(Dataset records)
------------------------------
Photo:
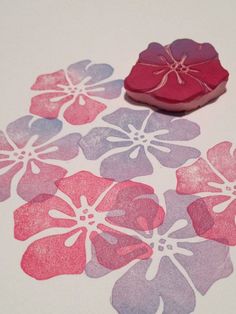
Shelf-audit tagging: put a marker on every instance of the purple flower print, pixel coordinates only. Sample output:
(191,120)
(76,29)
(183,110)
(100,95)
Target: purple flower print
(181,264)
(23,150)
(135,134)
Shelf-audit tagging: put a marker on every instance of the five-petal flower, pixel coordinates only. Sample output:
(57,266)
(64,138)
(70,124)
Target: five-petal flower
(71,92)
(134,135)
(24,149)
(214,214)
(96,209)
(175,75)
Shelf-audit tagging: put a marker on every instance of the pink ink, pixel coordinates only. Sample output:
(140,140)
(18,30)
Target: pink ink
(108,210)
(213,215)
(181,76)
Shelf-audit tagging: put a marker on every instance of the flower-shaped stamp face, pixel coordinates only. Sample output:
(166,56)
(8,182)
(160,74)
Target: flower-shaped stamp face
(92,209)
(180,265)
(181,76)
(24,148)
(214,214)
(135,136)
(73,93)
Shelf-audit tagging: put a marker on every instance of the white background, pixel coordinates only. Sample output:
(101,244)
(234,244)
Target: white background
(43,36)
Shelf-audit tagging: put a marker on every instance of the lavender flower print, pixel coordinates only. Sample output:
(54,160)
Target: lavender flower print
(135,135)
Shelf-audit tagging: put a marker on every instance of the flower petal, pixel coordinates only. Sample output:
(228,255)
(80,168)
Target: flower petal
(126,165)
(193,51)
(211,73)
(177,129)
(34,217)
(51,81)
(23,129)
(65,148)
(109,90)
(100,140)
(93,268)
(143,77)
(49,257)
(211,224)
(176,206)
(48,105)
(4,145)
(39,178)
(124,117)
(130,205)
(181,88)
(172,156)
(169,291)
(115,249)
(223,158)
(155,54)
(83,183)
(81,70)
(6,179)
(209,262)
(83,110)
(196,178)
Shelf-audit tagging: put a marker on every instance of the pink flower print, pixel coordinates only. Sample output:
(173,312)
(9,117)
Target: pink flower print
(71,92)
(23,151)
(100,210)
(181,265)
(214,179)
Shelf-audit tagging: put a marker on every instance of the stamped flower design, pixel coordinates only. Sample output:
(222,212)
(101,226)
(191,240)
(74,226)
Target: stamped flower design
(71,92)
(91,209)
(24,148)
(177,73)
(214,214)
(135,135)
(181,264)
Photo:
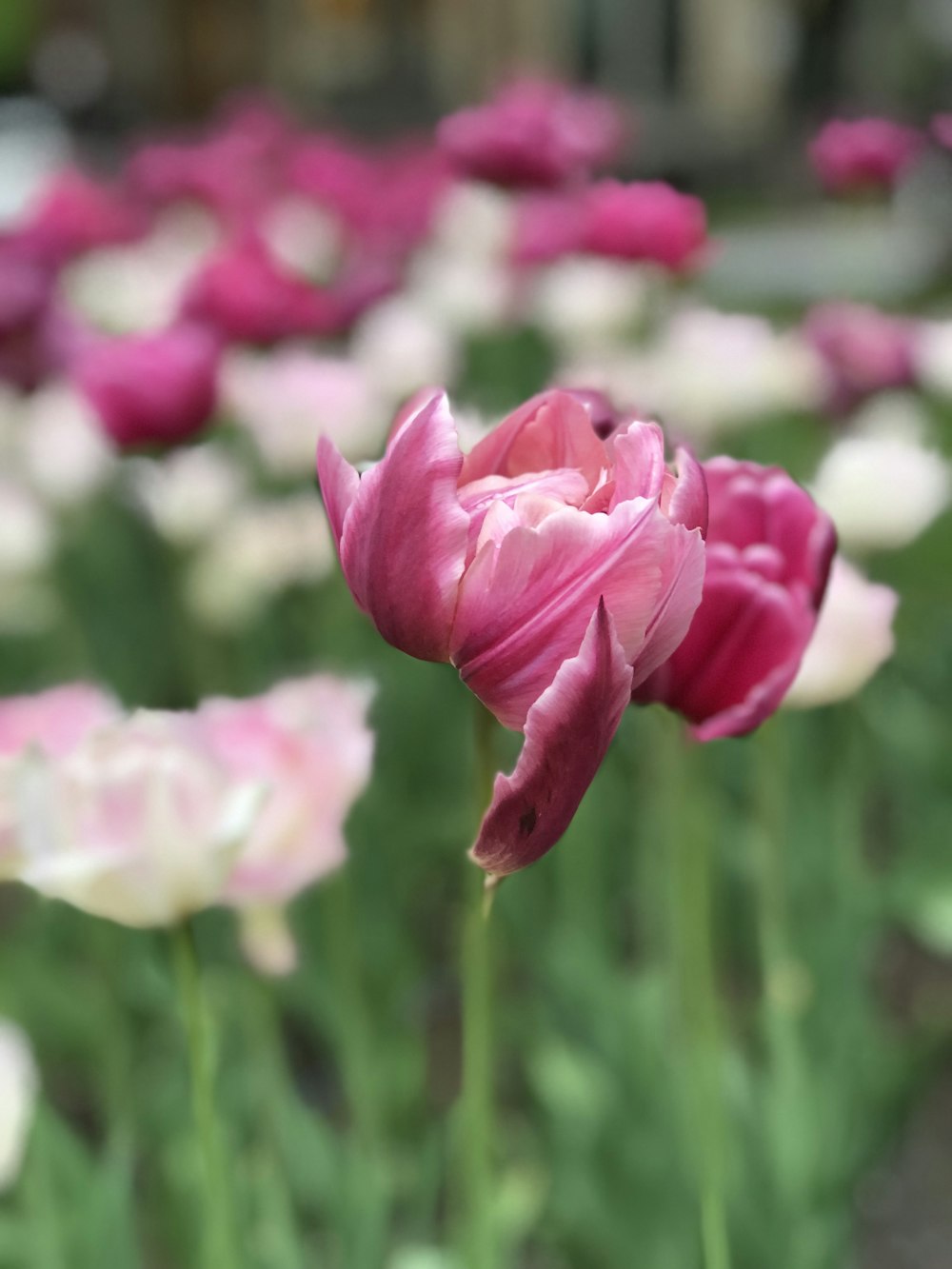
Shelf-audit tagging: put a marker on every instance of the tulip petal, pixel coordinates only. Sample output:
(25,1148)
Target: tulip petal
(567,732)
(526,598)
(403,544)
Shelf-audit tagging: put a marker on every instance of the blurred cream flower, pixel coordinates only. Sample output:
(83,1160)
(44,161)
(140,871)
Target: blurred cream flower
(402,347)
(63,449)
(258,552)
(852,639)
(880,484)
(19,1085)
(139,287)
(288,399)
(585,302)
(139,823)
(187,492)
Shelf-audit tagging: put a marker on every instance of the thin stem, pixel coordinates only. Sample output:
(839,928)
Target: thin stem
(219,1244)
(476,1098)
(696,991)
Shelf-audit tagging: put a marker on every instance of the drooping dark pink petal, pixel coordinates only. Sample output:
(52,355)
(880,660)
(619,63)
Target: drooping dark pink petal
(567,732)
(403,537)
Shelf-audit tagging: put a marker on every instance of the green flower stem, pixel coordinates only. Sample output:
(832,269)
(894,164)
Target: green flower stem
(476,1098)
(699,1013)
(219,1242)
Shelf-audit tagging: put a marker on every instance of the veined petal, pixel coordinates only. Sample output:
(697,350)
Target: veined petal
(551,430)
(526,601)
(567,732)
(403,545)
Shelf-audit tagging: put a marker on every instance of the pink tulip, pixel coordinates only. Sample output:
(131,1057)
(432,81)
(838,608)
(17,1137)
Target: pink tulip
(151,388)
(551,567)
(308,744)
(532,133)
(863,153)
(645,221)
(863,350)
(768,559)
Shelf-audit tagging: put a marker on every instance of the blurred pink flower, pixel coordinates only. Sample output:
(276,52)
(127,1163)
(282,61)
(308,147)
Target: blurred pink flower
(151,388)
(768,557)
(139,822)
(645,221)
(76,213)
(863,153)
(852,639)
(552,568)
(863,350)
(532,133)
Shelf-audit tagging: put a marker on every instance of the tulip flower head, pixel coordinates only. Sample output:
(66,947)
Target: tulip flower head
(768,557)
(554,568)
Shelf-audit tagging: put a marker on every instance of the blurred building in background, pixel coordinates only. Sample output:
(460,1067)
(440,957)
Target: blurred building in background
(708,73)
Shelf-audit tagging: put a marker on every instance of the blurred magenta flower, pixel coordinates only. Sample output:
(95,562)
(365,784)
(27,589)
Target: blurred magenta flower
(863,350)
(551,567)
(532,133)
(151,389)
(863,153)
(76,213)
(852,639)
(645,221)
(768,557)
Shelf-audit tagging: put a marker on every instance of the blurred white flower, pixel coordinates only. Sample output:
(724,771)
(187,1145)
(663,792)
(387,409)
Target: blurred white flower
------------------------------
None of the pictures should appear; repeat the records exactly otherwise.

Photo:
Shelf-audit tagging: put a marker on every instance of the purple flower print, pixel coordinates only. Sample output:
(191,120)
(76,29)
(183,110)
(100,95)
Target: purple flower print
(181,264)
(23,150)
(135,134)
Shelf-audit tagging: put a marker on every instance of the five-petal flower, pixel coordinates only. Sample output:
(57,266)
(64,138)
(70,124)
Target: five-petal flower
(71,92)
(134,135)
(24,149)
(214,214)
(96,209)
(175,75)
Shelf-audit tagging: put a marker on every instance of the pink ink, pixel coordinates only. Sample output:
(140,140)
(18,30)
Target: pink ink
(108,210)
(213,215)
(181,76)
Shelf-audit tagging: put a marker on every instance of the flower-shaped stamp face, pixel coordinates only. Sample output:
(166,56)
(8,182)
(160,74)
Target: flower-shaped stamp face
(92,209)
(180,265)
(181,76)
(24,148)
(214,214)
(135,136)
(73,93)
Shelf-audit tagging: put a marker on every instance of the white background, pixel coordinates only. Sample output:
(101,244)
(234,244)
Target: white background
(43,36)
Shelf-audit tagging: put a marker on every instance of the lavender flower print, pixel coordinates only. Sample output:
(54,160)
Target: lavender flower print
(135,135)
Shelf-audit tagging: put a marker on every instance of the flower petal, pixel coordinates only. Sample output:
(228,255)
(80,168)
Target: flower petal
(126,165)
(193,51)
(211,73)
(177,129)
(34,217)
(51,81)
(23,129)
(65,148)
(109,90)
(100,140)
(93,268)
(143,77)
(49,257)
(211,224)
(176,206)
(48,105)
(4,145)
(39,178)
(124,117)
(130,205)
(181,88)
(172,156)
(169,291)
(115,249)
(223,158)
(155,54)
(83,183)
(81,70)
(6,179)
(209,262)
(83,110)
(196,178)
Shelf-audit tagging: put a marker on every instance of the pink flower print, pixel coordinates only. Sample output:
(173,312)
(9,117)
Target: pink flower print
(71,92)
(23,151)
(100,210)
(181,265)
(214,179)
Shelf-audit tagging: put a marker on every instance of the stamped flower design, pixel coordinates only. Sample output:
(222,212)
(101,226)
(191,240)
(74,226)
Target: stamped flower design
(71,92)
(91,209)
(24,148)
(177,73)
(214,214)
(135,135)
(181,264)
Photo:
Shelf-audit tagging: put a marker on every instance of the tulip petal, pixel coordinates only. Sample output:
(25,1148)
Target: tulip petal
(567,732)
(526,598)
(403,544)
Shelf-audit tagging: put a marker on every instance of the blurred cream flower, pixel coordinates only. Sample output:
(83,1160)
(44,161)
(140,871)
Target: blurred cream flower
(402,347)
(63,449)
(258,552)
(852,639)
(880,484)
(19,1085)
(139,287)
(288,399)
(585,302)
(139,823)
(187,492)
Shelf-audit tagging: put a marker on every instance of the thin stem, pixel coordinates only. Sample output:
(839,928)
Target: thin stem
(219,1244)
(476,1098)
(696,991)
Shelf-audit tagging: put a marker on every instance of the drooping dark pink petal, pixel coordinates only. Sample output:
(52,355)
(880,660)
(619,63)
Target: drooping dark pink petal
(567,732)
(403,537)
Shelf-audit tagging: put a marker on every instance of the green flower stem, pixel coordinates only. Sample output:
(832,269)
(894,164)
Target: green flower stem
(476,1098)
(699,1013)
(219,1242)
Shelf-audit tagging: put a marker on every instance of the veined petal, pixel coordinates only. Sample output:
(697,350)
Target: veined petal
(551,430)
(526,601)
(567,732)
(403,545)
Shelf-audit tagging: put a marker on every instance of the pink tulip, pixel coordinates only. Sample output:
(131,1057)
(432,81)
(838,608)
(17,1137)
Target: pink tulip
(151,388)
(551,567)
(308,744)
(532,133)
(863,153)
(645,221)
(863,350)
(768,559)
Shelf-audit tagging: put a marker on every instance of the blurred pink flower, pixel coordinates only. Sample output:
(276,52)
(127,1163)
(282,61)
(308,147)
Target: blurred pink flower
(151,388)
(768,557)
(139,822)
(645,221)
(76,213)
(863,153)
(852,639)
(552,568)
(863,350)
(532,133)
Shelf-audit tagging: put a marker on every instance of the tulip flower head, pixel coordinates only. Sample output:
(66,947)
Target: tulip flower head
(768,557)
(554,568)
Shelf-audit tagging: put a marker on every instance of the blurred building in background, pixel coordinates only. Sample output:
(460,1067)
(440,957)
Target: blurred building in background
(708,73)
Shelf-audit tagging: put a marker on every instance of the blurred magenta flower, pixel coordinates only. Sample output:
(95,562)
(365,784)
(27,589)
Target: blurred magenta flower
(863,350)
(551,567)
(532,133)
(151,389)
(863,153)
(76,213)
(852,639)
(645,221)
(768,557)
Shelf-audit tagging: put a marker on every instance of the blurred white flower, pixel coordinates only. Sample output:
(724,771)
(187,1145)
(663,792)
(387,409)
Target: blurred white flower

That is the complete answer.